=== Objective ===
Copy out each row below with "your goal is to detect" changed to "your aim is to locate" and everything else kept the same.
+-------+
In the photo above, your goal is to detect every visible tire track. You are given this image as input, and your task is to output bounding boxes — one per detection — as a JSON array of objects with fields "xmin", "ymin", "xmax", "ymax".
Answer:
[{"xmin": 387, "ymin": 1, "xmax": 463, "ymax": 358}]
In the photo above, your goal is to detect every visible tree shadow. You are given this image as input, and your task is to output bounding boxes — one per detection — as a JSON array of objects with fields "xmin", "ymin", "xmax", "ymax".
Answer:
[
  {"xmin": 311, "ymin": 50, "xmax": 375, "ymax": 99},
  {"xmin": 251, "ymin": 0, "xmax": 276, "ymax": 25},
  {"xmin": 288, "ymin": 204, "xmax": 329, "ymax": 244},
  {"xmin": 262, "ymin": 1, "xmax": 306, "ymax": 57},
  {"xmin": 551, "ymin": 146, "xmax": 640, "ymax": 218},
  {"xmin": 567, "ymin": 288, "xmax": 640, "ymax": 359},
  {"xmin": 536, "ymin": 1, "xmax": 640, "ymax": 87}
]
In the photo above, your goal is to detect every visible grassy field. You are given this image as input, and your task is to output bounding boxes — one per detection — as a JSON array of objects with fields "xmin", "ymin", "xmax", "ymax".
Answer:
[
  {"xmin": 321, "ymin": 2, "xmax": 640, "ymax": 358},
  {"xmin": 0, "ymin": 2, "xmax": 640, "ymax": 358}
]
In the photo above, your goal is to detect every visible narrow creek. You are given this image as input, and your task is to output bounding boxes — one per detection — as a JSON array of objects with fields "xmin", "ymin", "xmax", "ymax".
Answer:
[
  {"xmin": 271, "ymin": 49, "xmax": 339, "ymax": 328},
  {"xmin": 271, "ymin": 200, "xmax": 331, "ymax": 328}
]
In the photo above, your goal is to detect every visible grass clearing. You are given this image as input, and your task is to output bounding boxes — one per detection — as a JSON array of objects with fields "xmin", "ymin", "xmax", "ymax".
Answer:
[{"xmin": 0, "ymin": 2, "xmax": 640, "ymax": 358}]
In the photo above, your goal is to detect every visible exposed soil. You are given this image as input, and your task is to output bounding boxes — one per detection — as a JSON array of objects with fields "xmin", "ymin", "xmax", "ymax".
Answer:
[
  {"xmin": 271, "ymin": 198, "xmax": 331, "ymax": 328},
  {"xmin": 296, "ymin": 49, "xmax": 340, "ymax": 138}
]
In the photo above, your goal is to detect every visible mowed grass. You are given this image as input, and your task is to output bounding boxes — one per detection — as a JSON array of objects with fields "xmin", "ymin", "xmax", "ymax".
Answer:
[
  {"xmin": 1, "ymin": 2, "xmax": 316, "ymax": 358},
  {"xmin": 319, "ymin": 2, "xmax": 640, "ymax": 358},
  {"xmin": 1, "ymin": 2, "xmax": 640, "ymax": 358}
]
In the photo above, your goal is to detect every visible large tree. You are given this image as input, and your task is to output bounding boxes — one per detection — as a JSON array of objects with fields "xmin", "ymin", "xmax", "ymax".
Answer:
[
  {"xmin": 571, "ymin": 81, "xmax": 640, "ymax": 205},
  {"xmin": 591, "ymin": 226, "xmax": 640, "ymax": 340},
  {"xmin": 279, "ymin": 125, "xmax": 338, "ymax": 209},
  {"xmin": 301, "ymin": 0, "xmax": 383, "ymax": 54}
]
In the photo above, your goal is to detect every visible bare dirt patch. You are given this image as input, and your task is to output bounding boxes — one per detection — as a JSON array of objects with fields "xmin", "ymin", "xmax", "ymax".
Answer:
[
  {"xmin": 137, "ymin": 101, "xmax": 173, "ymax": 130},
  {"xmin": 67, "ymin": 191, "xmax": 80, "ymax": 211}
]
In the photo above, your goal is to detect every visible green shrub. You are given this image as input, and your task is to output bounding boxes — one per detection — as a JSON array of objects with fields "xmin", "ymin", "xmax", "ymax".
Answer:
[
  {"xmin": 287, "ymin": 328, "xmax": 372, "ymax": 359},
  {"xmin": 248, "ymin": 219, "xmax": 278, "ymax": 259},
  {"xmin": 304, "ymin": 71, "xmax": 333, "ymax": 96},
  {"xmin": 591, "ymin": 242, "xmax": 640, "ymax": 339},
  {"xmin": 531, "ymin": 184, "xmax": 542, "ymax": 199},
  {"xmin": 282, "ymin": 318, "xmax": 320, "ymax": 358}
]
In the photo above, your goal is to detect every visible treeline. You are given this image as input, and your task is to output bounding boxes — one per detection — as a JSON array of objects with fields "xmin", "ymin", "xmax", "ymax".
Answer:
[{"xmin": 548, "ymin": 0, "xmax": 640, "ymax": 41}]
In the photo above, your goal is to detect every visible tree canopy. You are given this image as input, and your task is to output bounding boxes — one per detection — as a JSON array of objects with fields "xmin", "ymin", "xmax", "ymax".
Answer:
+-------+
=== Solution for this task ===
In the photo above, your aim is to locate every visible tire track. You are given this image as input, and your task is to output bounding boxes — one per detection — as a JSON array of objects with fields "xmin", "ymin", "xmax", "ymax".
Answer:
[{"xmin": 387, "ymin": 1, "xmax": 463, "ymax": 358}]
In the photo above, your aim is to locate every visible tree shadow. You are given this image as input, and your task is to output bounding boxes — one per detection — as a JSON array of objects with fields "xmin", "ymin", "xmax", "ymax".
Answer:
[
  {"xmin": 311, "ymin": 50, "xmax": 375, "ymax": 99},
  {"xmin": 251, "ymin": 0, "xmax": 276, "ymax": 25},
  {"xmin": 288, "ymin": 204, "xmax": 329, "ymax": 244},
  {"xmin": 262, "ymin": 1, "xmax": 306, "ymax": 57},
  {"xmin": 551, "ymin": 146, "xmax": 640, "ymax": 218},
  {"xmin": 567, "ymin": 288, "xmax": 640, "ymax": 359},
  {"xmin": 536, "ymin": 1, "xmax": 640, "ymax": 87}
]
In the photo above, your aim is to locate every visible grassy field. You are given this image as input, and your task is to output bounding boxes — one per detection — as a JSON array of objects with fields "xmin", "ymin", "xmax", "ymax".
Answer:
[
  {"xmin": 321, "ymin": 2, "xmax": 640, "ymax": 358},
  {"xmin": 0, "ymin": 2, "xmax": 640, "ymax": 358}
]
In the photo above, your aim is to locate every visible narrow creek. You are given this image as input, and your task is to output bounding boxes — one per detection — as a JSON array of objects with fields "xmin", "ymin", "xmax", "ymax".
Answer:
[
  {"xmin": 271, "ymin": 49, "xmax": 339, "ymax": 328},
  {"xmin": 271, "ymin": 200, "xmax": 331, "ymax": 328}
]
In the photo above, your aim is to locate every visible grass clearing. You are given this image as input, and your task is to output bounding boxes — one per detection — as a JSON array of objects with fields "xmin", "ymin", "xmax", "ymax".
Answer:
[{"xmin": 0, "ymin": 2, "xmax": 640, "ymax": 358}]
In the photo above, your aim is to locate every visible exposed soil. You are given this image as input, and your task is to output bounding boxes — one per detection — as a JSON array of objects with fields "xmin", "ymin", "xmax", "ymax".
Answer:
[
  {"xmin": 271, "ymin": 198, "xmax": 331, "ymax": 328},
  {"xmin": 296, "ymin": 49, "xmax": 340, "ymax": 138}
]
In the photo above, your aim is to locate every visible mowed grass. You are given this image as input, and your task is to output bounding boxes — one per detection — as a JSON array of objects with fields "xmin", "ymin", "xmax", "ymax".
Answer:
[
  {"xmin": 1, "ymin": 2, "xmax": 316, "ymax": 358},
  {"xmin": 319, "ymin": 2, "xmax": 640, "ymax": 358},
  {"xmin": 1, "ymin": 2, "xmax": 640, "ymax": 358}
]
In the photo above, your aim is to locate every visible large tree. You are given this image as input, and your task is to output bounding boxes — one per detection — as a JSON array of objects with fields "xmin", "ymin", "xmax", "ymax".
Answer:
[
  {"xmin": 571, "ymin": 81, "xmax": 640, "ymax": 205},
  {"xmin": 591, "ymin": 226, "xmax": 640, "ymax": 340},
  {"xmin": 279, "ymin": 125, "xmax": 338, "ymax": 209},
  {"xmin": 301, "ymin": 0, "xmax": 383, "ymax": 54}
]
In the photo above, your aim is to locate every visible bare dirt patch. You are given this image as input, and your task is to output bounding boxes — one per detection — as a JSON array of objects with fields "xmin", "ymin", "xmax", "ymax".
Answer:
[
  {"xmin": 137, "ymin": 101, "xmax": 173, "ymax": 130},
  {"xmin": 67, "ymin": 191, "xmax": 80, "ymax": 211}
]
In the photo above, your aim is to locate every visible green shrub. You are given this image as input, and your task is to output bounding boxes — one per detection — as a JSON array of objects with fields "xmin", "ymin", "xmax", "ymax".
Answer:
[
  {"xmin": 287, "ymin": 328, "xmax": 372, "ymax": 359},
  {"xmin": 248, "ymin": 219, "xmax": 278, "ymax": 259},
  {"xmin": 304, "ymin": 71, "xmax": 333, "ymax": 96},
  {"xmin": 591, "ymin": 242, "xmax": 640, "ymax": 339},
  {"xmin": 531, "ymin": 184, "xmax": 542, "ymax": 199},
  {"xmin": 282, "ymin": 318, "xmax": 320, "ymax": 358}
]
In the photo above, your aim is to locate every visible treeline. You are given this image as input, and your task is to output bounding boxes — one per detection — as a JSON array of objects with fields "xmin", "ymin", "xmax", "ymax".
Answer:
[{"xmin": 548, "ymin": 0, "xmax": 640, "ymax": 41}]
In the photo above, your aim is to locate every visible tree canopy. You are given this image as input, and your task is to output bounding boxes — one per detection — as a JSON array of objects with fields "xmin", "ymin", "xmax", "ymax".
Answer:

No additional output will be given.